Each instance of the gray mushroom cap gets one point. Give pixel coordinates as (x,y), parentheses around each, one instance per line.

★ ★ ★

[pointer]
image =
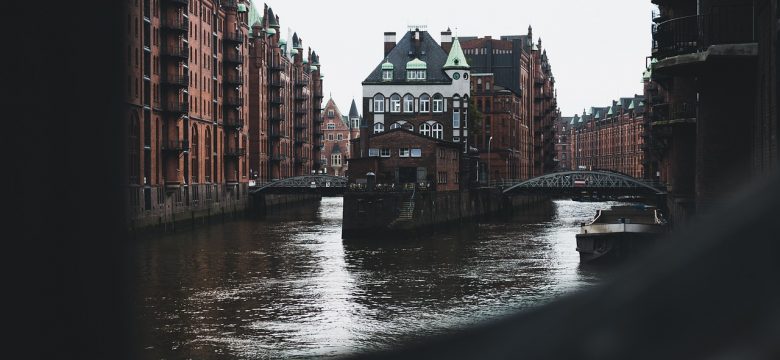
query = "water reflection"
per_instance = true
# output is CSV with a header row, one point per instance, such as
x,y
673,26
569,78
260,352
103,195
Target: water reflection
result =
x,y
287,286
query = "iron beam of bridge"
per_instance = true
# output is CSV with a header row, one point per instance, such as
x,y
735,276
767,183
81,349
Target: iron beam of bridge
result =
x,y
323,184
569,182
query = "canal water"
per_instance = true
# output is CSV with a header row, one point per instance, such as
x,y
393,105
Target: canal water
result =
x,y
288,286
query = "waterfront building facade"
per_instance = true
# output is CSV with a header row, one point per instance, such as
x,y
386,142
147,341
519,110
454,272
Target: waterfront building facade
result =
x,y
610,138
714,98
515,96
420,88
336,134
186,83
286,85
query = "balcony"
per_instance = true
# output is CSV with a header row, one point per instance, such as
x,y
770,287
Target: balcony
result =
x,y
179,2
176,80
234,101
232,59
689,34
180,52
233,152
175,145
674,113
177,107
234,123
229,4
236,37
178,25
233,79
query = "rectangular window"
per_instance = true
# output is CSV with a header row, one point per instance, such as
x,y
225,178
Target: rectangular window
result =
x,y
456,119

★ ★ ★

■ Work task: In the entries above, find each line with the string "facade" and copy it.

■ Answer space:
query = "waterfront building facade"
Target: waterfront building facade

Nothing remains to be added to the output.